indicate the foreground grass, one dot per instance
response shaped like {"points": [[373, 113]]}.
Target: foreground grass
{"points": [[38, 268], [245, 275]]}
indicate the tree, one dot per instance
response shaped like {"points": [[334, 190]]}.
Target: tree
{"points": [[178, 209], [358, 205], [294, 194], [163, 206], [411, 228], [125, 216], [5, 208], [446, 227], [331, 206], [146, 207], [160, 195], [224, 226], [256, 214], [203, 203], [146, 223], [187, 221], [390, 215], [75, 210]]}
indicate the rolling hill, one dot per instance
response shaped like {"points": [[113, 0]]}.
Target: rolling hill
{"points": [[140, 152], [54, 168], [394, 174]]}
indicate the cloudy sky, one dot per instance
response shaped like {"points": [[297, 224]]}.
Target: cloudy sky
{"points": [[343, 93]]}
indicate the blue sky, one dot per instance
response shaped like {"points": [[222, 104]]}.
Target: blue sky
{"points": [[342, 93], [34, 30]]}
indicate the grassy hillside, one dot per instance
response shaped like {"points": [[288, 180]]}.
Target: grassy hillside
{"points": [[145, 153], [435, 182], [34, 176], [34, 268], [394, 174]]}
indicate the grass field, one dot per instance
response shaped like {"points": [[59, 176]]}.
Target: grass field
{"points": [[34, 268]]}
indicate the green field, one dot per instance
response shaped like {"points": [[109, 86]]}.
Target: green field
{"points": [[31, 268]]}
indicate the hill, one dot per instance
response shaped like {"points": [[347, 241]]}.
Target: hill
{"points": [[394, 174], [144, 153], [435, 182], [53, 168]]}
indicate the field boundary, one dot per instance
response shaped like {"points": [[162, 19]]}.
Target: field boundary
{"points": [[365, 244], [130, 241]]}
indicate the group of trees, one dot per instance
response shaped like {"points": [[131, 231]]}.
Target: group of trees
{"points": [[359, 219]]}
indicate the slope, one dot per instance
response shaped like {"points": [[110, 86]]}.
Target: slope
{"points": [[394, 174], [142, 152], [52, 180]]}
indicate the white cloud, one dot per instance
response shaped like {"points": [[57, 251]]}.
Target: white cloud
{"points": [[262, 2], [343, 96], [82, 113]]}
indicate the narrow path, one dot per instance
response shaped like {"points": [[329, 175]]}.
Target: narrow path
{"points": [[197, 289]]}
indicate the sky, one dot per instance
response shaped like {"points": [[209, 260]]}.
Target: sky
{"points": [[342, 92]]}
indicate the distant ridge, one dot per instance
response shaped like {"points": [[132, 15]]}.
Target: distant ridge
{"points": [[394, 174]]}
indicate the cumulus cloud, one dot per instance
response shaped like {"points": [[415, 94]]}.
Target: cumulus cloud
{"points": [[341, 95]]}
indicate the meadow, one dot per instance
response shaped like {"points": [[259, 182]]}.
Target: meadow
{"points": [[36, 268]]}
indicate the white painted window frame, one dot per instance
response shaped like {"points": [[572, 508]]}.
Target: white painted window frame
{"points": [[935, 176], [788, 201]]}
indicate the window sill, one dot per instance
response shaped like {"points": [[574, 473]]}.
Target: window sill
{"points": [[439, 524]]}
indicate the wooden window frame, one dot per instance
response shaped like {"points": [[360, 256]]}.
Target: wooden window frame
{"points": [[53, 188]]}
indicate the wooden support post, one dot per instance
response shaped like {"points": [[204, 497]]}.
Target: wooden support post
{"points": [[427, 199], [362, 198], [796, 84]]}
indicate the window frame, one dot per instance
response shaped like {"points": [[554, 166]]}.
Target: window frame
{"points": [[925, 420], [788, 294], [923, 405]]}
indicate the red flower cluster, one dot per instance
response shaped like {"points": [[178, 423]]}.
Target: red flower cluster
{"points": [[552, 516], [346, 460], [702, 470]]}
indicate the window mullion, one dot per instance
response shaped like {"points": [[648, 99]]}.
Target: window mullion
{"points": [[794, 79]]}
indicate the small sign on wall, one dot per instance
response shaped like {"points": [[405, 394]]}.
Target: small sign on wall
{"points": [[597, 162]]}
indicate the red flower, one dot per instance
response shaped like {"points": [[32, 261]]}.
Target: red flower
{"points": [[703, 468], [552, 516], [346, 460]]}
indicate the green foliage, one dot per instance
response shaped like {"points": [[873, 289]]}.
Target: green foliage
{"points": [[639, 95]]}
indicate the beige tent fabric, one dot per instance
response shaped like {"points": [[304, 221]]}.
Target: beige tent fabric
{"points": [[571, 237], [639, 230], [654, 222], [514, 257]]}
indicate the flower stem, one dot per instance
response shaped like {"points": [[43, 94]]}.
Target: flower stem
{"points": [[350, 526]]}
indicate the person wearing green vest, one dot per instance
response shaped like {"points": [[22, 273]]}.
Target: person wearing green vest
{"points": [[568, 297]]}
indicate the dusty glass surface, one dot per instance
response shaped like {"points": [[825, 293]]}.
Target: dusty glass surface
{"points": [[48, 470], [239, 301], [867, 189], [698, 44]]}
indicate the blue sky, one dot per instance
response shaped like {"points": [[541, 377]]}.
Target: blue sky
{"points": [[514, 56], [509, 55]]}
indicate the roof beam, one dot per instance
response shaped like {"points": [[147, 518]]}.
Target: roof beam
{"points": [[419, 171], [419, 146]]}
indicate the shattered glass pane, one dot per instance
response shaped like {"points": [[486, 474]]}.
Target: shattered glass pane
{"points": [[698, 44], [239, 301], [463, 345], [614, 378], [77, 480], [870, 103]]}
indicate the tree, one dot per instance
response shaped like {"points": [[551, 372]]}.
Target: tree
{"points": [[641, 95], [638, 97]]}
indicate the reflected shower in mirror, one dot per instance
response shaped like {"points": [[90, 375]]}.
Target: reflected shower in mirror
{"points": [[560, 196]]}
==
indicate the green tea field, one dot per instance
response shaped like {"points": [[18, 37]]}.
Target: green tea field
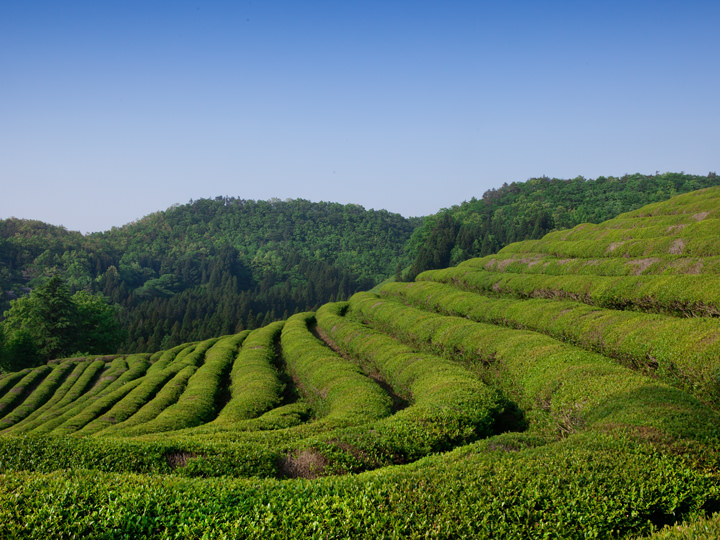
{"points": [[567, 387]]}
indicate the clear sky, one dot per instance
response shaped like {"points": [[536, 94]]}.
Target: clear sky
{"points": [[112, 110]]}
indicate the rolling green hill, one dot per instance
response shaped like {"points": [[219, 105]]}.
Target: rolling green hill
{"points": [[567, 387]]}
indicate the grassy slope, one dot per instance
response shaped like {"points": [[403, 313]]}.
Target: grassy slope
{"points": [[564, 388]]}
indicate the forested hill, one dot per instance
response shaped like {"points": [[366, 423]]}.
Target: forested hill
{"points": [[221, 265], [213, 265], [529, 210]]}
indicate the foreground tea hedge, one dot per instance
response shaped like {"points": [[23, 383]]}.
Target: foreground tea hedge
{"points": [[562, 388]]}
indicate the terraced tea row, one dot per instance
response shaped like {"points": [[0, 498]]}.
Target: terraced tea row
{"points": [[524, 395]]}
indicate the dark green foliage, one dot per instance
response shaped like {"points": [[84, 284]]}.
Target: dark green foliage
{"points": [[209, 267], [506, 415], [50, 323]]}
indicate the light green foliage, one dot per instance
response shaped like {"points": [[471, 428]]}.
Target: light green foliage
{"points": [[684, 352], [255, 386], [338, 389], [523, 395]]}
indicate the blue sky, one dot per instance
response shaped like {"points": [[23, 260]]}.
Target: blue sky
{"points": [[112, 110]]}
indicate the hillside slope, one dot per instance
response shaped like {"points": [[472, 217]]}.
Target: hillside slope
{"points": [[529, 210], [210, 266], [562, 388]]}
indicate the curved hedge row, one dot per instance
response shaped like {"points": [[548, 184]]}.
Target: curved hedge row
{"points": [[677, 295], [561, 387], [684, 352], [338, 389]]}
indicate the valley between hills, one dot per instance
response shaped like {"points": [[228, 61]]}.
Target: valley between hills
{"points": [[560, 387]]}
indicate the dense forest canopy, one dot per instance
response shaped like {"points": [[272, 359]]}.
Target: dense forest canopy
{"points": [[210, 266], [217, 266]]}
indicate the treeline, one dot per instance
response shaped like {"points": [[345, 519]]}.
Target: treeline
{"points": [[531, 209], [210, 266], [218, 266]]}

### Task statement:
Retype the portion of the data above that starts on the line with "Target: hillside slope" and finishes on the line with "indicate the treeline, one dot per instance", including both of those lines.

### Exercise solution:
Target: hillside slope
{"points": [[529, 210], [210, 266], [562, 388]]}
indicate the curved hedge row, one dot per instance
response shaped like {"points": [[548, 184]]}.
Target: curved hedge row
{"points": [[677, 295], [561, 387], [684, 352], [338, 389]]}
indicate the valley between hills, one dot per instance
response shaped like {"points": [[228, 61]]}.
Target: valley between hills
{"points": [[560, 387]]}
indicate the dense forest canopy, one dot per instance
response shaped like {"points": [[272, 359]]}.
Target: dense forest canopy
{"points": [[210, 266], [217, 266]]}
indicate the treeline, one dot per instance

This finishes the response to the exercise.